§ **TASK DETAILS**: Every record shown here needs to be repeated exactly.

◆ ◆ ◆ ◆ ◆ ◆ ◆

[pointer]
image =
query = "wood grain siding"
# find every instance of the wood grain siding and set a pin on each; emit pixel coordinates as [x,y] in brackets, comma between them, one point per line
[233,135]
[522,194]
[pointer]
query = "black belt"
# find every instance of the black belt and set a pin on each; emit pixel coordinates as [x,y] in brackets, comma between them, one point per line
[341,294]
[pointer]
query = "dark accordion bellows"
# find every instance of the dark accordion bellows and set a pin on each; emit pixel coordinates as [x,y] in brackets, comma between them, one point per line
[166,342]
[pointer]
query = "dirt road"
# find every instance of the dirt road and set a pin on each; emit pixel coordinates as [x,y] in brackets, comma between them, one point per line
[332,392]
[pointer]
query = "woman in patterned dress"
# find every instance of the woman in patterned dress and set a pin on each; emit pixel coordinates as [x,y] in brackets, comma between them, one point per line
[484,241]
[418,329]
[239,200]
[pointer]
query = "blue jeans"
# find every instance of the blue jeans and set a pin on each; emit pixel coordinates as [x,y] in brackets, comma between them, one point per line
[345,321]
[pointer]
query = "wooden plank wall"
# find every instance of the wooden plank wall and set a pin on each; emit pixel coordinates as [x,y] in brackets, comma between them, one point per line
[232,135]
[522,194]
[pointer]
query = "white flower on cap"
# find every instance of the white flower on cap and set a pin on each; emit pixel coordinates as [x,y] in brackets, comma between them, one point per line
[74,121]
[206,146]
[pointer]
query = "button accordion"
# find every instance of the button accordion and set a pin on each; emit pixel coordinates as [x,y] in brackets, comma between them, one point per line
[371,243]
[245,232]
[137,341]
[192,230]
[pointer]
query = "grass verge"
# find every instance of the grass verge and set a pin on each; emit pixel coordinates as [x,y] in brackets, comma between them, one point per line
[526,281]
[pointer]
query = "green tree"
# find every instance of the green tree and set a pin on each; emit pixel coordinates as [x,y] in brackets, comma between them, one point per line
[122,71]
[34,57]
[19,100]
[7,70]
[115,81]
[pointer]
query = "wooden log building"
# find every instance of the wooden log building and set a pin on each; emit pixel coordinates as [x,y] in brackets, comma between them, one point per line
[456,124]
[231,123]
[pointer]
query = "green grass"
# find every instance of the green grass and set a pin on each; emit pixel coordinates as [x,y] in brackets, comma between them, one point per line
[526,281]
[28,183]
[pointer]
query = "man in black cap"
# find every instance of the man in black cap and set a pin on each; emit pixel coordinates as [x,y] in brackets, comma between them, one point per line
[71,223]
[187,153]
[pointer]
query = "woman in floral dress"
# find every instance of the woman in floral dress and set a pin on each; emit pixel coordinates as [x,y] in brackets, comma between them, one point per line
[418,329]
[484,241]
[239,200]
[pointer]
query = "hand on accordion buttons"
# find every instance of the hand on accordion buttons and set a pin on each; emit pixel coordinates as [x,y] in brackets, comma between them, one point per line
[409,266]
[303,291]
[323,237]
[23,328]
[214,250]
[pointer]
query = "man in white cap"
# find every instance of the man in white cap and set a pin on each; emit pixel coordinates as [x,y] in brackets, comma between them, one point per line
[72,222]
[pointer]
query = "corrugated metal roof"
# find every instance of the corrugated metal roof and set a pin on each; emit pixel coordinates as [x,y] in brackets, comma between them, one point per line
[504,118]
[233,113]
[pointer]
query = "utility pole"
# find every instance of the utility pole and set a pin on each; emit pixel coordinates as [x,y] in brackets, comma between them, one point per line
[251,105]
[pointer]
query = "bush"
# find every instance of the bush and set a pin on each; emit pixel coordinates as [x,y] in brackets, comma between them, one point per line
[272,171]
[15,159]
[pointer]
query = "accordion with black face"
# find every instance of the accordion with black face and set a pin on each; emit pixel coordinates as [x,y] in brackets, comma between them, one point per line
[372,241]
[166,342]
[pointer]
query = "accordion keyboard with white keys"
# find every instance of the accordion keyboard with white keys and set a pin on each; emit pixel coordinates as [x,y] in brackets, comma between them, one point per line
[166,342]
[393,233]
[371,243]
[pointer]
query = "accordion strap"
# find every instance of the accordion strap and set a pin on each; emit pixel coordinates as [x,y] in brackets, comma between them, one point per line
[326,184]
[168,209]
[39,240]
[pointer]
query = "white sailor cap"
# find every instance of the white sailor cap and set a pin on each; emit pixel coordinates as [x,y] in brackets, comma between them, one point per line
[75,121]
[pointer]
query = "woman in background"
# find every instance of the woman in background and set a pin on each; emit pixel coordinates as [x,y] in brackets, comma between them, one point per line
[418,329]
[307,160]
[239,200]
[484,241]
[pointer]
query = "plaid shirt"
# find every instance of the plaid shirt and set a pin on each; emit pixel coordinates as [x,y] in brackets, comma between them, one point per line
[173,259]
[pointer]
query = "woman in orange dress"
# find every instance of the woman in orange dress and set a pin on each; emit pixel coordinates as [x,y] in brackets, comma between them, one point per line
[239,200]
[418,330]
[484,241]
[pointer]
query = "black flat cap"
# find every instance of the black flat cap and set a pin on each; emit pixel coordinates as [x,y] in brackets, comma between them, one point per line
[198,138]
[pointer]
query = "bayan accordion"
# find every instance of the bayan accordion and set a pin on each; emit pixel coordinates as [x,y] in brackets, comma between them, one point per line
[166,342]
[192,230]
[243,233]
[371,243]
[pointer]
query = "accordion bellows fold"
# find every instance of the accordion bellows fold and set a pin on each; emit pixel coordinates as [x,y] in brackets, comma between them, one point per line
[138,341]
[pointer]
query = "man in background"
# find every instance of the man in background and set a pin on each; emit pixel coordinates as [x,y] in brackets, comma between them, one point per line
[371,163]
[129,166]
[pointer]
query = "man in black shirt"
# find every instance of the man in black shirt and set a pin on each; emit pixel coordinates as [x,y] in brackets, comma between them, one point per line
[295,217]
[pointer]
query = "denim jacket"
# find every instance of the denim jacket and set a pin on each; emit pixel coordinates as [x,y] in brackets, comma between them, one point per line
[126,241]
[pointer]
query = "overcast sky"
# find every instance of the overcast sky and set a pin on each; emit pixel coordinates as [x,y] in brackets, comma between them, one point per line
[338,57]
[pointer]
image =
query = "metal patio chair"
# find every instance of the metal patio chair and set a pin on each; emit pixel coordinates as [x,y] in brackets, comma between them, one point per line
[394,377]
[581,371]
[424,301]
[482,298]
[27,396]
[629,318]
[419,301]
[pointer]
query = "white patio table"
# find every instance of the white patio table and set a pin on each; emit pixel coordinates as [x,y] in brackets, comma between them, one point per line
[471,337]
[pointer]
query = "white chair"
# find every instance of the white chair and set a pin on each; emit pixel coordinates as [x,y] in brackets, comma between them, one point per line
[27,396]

◆ ◆ ◆ ◆ ◆ ◆ ◆

§ **TASK RESPONSE**:
[pointer]
image =
query = "wood grain siding"
# find every instance of the wood grain siding and set a pin on each; emit pixel coordinates as [x,y] in brackets, comma between them, one point per line
[233,135]
[522,194]
[pointer]
query = "black belt"
# find every instance of the black belt and set a pin on each; emit pixel coordinates as [x,y] in brackets, comma between them, one point per line
[341,294]
[pointer]
query = "dark accordion bellows"
# find every instance of the dark accordion bellows and set a pin on each; emit pixel coordinates as [x,y] in brackets, comma between them, one point per line
[166,342]
[pointer]
query = "dirt road"
# find every instance of the dirt road and set a pin on each; emit pixel coordinates as [x,y] in brackets, comma between them, one point per line
[332,392]
[pointer]
query = "woman in patterned dress"
# find every instance of the woman in patterned dress and set a pin on each; emit pixel coordinates as [x,y] in brackets, comma between them, one point per line
[484,241]
[418,329]
[239,200]
[pointer]
query = "blue jeans"
# find every instance of the blue jeans and set a pin on each; emit pixel coordinates as [x,y] in brackets, comma between them, one point per line
[345,321]
[pointer]
query = "wooden plank wall"
# find every instance of the wooden plank wall and set a pin on each; emit pixel coordinates as [x,y] in brackets, comma between them, one point per line
[232,135]
[522,194]
[pointer]
query = "white flower on cap"
# find every instance of the white flower on cap and set a pin on each; emit pixel coordinates as [x,y] in brackets, comma between them, one point per line
[74,121]
[206,146]
[pointer]
query = "button accordion"
# find every instance of the button accordion and set a pin on each; emit pixel coordinates as [x,y] in brackets, comma between them, one point per line
[371,243]
[245,232]
[137,341]
[192,230]
[pointer]
query = "grass verge"
# find every instance of the grass verge and set a pin on each; emit pixel coordinates as [x,y] in brackets, comma between them, one point per line
[526,281]
[pointer]
query = "green tree"
# find every instance of the green tree and set a pin on each; emit pixel coordinates as [x,y] in brackets, comma between them, one point per line
[122,71]
[34,57]
[19,100]
[7,70]
[115,81]
[pointer]
query = "wooden log building"
# find every instance of the wooden log building and set a pin on each; emit pixel coordinates as [x,y] in brackets, comma between them, one point per line
[456,124]
[231,123]
[pointer]
query = "green grass"
# find every instance of the green grass and set a pin on each; emit pixel coordinates as [x,y] in brackets, comma between them, one point per line
[526,281]
[28,183]
[pointer]
query = "man in black cap"
# find every instance of the man in black cap and set a pin on each; emit pixel coordinates as [x,y] in brackets, comma between them, one point per line
[71,223]
[187,153]
[pointer]
query = "woman in floral dress"
# find every instance of the woman in floral dress and set a pin on each; emit pixel coordinates as [x,y] in brackets, comma between them, one point per line
[418,329]
[484,241]
[239,200]
[pointer]
query = "hand on accordion buttons"
# find every instance of the hand on accordion buttons and set a pin on each; emit pixel coordinates as [x,y] in brackets, comma between them, one point per line
[409,266]
[303,291]
[323,237]
[23,328]
[214,250]
[pointer]
query = "man in white cap"
# find every instance of the man in white cap and set a pin on each; emit pixel coordinates as [x,y] in brackets, comma between them, one point per line
[72,222]
[pointer]
query = "corrugated metal roof"
# find every instance of the corrugated metal roof and set a pin on each; emit pixel coordinates as [x,y] in brackets, comma between them, one point per line
[504,118]
[233,113]
[pointer]
query = "utility pole"
# find every instance of the utility pole and set a pin on each; emit pixel coordinates as [x,y] in brackets, comma between them, one point per line
[251,105]
[pointer]
query = "bush"
# find every instance of the bush and set a pin on each; emit pixel coordinates as [x,y] in brackets, comma between them, one point per line
[272,171]
[15,159]
[pointer]
query = "accordion with black face"
# find every instance of the accordion with black face and set a pin on each; emit pixel coordinates as [x,y] in brackets, comma between them, one point per line
[372,241]
[166,342]
[pointer]
query = "accordion keyboard with white keys"
# find every instance of the accordion keyboard with white keys and set a pin on each; emit pixel coordinates as [x,y] in brackets, comma between them, one point per line
[166,342]
[393,233]
[371,243]
[pointer]
query = "accordion strap"
# find every instance of the accordion strap and set a pin on each; emit pixel coordinates as [x,y] in brackets, comma between them, one point per line
[326,184]
[168,209]
[39,240]
[pointer]
query = "white sailor cap"
# find every instance of the white sailor cap and set a pin on each; emit pixel coordinates as [x,y] in brackets, comma between them, one point per line
[75,121]
[pointer]
query = "woman in background"
# find every instance of the woman in background and set a pin on each; emit pixel coordinates as [x,y] in brackets, comma between them, one point per line
[418,329]
[307,160]
[239,200]
[484,241]
[pointer]
query = "plaid shirt"
# find every instance of the plaid shirt and set a pin on each; emit pixel coordinates as [x,y] in brackets, comma between them, one point per line
[173,259]
[pointer]
query = "woman in orange dress"
# find every instance of the woman in orange dress and set a pin on each; emit pixel coordinates as [x,y] in brackets, comma between them, one point per line
[239,200]
[418,330]
[484,241]
[pointer]
query = "black flat cap"
# find every instance of the black flat cap and set a pin on each; emit pixel coordinates as [x,y] in brackets, comma between them, one point per line
[198,138]
[pointer]
query = "bayan accordion"
# find every instance of the bayan accordion and set a pin on each; emit pixel coordinates as [x,y] in brackets, comma between them, one point per line
[166,342]
[192,230]
[243,233]
[371,243]
[pointer]
query = "accordion bellows fold"
# find every instance of the accordion bellows fold and set a pin on each; emit pixel coordinates as [x,y] in brackets, comma between them, one point per line
[138,341]
[pointer]
query = "man in background"
# find every instance of the man in background and set a pin on each; emit pixel coordinates as [x,y] in brackets, comma between them, one point per line
[371,163]
[129,166]
[pointer]
query = "man in black shirt"
# find every instance of the man in black shirt and set a pin on each; emit pixel coordinates as [x,y] in brackets, comma between them, one point per line
[295,217]
[pointer]
query = "denim jacket"
# find every instance of the denim jacket and set a pin on each; emit pixel coordinates as [x,y] in brackets, comma between them, one point per line
[126,241]
[pointer]
query = "overcast sky"
# find every instance of the overcast sky and set a pin on each; emit pixel coordinates as [x,y] in brackets, comma between them, one point per line
[338,57]
[pointer]
image =
query = "metal patio chair"
# find every instance of the metal patio chair and set a pin on each; emit pixel coordinates as [x,y] in brackets, comma between them, one point per line
[394,377]
[581,371]
[424,301]
[482,298]
[27,396]
[629,318]
[419,301]
[pointer]
query = "white patio table"
# find every instance of the white patio table and set a pin on each; emit pixel coordinates as [x,y] in brackets, comma between them, one point per line
[471,337]
[pointer]
query = "white chair"
# find every instance of the white chair and set a pin on each; emit pixel coordinates as [x,y] in brackets, comma between them, one point per line
[27,396]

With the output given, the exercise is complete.